[Begin Dataset extract]

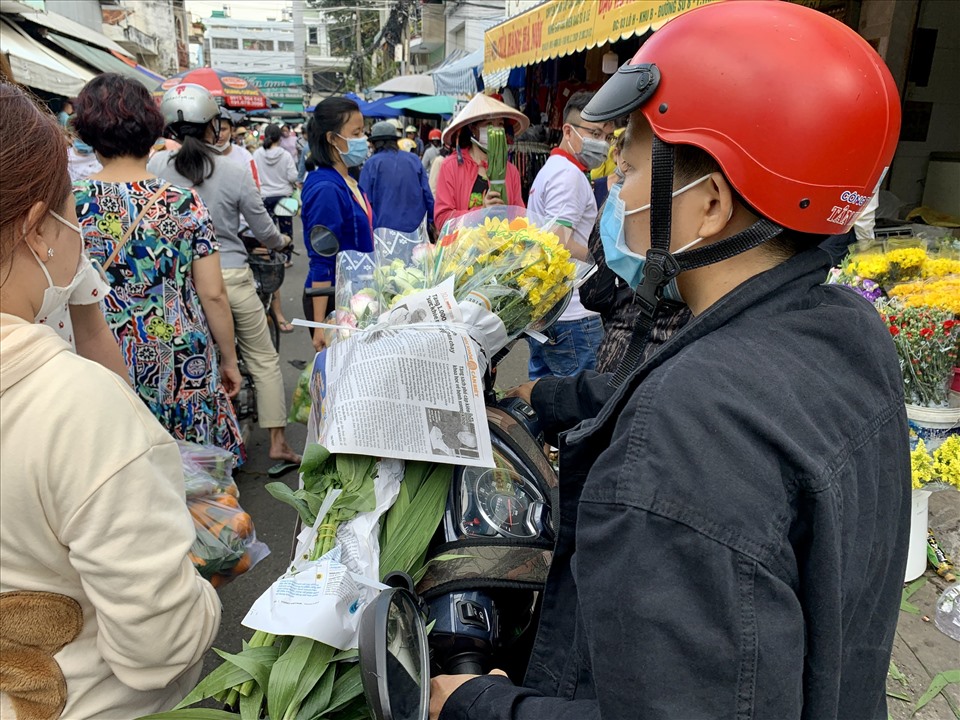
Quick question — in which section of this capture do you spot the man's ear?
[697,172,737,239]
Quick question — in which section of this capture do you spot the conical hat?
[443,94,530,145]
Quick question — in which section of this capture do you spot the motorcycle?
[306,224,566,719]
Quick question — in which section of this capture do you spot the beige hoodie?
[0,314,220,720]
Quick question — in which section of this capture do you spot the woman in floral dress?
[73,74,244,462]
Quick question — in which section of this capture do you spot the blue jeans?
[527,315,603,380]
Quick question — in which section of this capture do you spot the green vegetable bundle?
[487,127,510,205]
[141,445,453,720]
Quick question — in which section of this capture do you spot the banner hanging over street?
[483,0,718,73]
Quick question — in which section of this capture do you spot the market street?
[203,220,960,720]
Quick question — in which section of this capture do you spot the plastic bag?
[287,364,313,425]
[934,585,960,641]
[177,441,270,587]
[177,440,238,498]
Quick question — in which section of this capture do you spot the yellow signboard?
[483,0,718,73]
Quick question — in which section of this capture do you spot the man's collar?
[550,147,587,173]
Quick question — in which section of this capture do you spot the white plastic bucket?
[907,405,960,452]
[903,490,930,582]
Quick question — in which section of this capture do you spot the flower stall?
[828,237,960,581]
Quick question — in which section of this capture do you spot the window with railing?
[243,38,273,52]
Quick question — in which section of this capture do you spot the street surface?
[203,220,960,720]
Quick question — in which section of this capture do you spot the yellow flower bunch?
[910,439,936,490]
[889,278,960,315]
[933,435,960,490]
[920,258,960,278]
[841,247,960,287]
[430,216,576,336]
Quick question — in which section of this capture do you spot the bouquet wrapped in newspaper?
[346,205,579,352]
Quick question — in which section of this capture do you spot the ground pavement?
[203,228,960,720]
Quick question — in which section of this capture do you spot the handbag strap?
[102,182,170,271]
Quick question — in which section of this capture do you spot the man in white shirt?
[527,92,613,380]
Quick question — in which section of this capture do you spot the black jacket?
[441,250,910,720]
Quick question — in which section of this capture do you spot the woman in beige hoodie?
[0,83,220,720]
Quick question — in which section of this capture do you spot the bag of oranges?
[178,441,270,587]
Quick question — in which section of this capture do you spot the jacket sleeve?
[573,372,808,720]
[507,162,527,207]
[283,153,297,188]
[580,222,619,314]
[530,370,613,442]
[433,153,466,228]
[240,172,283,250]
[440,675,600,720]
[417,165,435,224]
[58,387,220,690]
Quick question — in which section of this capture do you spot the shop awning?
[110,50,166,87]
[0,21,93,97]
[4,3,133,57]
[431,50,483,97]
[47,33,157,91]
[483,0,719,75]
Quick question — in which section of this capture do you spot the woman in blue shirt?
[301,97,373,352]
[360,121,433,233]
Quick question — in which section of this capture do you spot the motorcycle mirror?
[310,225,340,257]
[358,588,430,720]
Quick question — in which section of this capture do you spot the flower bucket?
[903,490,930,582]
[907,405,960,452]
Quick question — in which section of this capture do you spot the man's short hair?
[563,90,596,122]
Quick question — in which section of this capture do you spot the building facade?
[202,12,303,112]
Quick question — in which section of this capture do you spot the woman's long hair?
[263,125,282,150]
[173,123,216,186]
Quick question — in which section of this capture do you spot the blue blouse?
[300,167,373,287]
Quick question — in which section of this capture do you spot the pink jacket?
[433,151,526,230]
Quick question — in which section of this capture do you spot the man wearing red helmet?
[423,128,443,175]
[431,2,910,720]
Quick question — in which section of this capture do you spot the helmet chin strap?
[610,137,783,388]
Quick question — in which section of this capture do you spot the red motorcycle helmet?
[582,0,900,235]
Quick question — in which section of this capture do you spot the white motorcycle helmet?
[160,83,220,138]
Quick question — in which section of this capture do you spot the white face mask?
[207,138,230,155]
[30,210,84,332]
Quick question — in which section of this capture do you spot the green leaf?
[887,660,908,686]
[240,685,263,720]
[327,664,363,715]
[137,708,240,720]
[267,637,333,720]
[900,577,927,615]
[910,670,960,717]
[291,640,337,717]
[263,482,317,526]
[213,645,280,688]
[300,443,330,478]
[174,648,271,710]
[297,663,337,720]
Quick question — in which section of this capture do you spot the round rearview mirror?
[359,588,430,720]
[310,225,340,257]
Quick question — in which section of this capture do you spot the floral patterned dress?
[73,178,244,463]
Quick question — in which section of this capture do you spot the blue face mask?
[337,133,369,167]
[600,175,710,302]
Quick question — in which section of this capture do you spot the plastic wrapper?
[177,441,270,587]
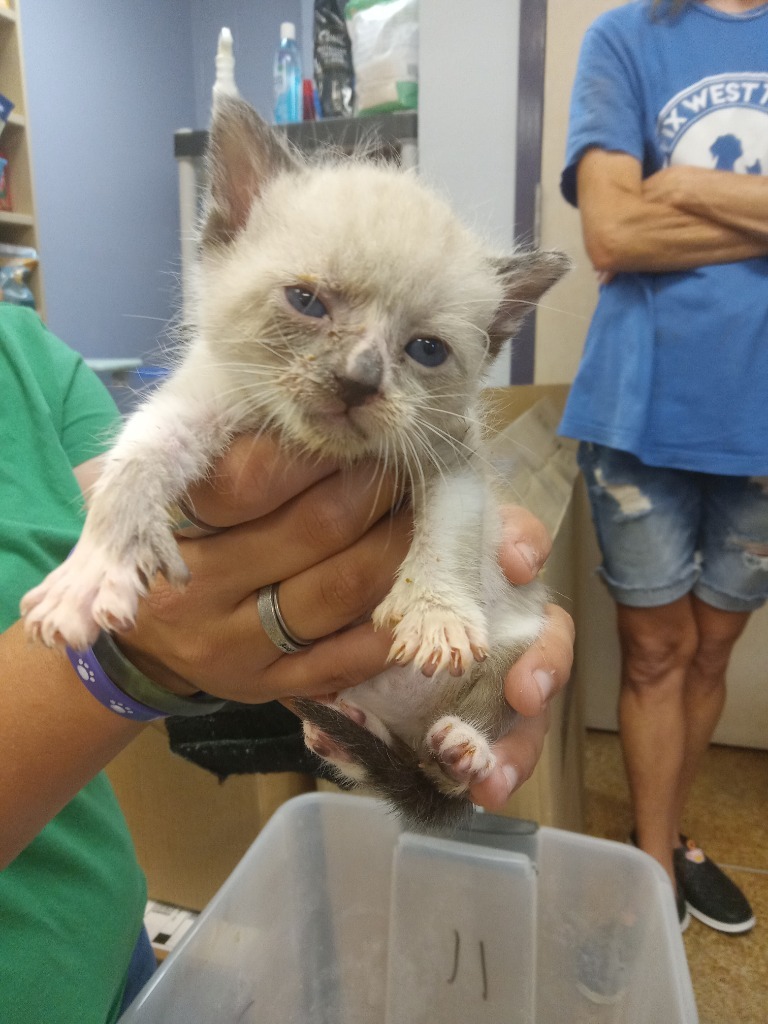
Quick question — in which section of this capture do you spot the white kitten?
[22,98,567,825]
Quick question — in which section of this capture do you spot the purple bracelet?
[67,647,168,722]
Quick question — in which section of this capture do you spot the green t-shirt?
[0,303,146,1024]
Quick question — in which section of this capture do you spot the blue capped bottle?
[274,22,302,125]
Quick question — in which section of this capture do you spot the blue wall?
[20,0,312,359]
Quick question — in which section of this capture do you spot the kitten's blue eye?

[End Dataset extract]

→ The exercise
Extract each line of the records that contains the string "green". Case counts.

→ Full answer
Quick question — in which section of this capture do you spot the green vegetable bundle?
Quick question — in which section of this capture do you spot the green leaf?
Quick question — in which section of this capture do you spot the green t-shirt?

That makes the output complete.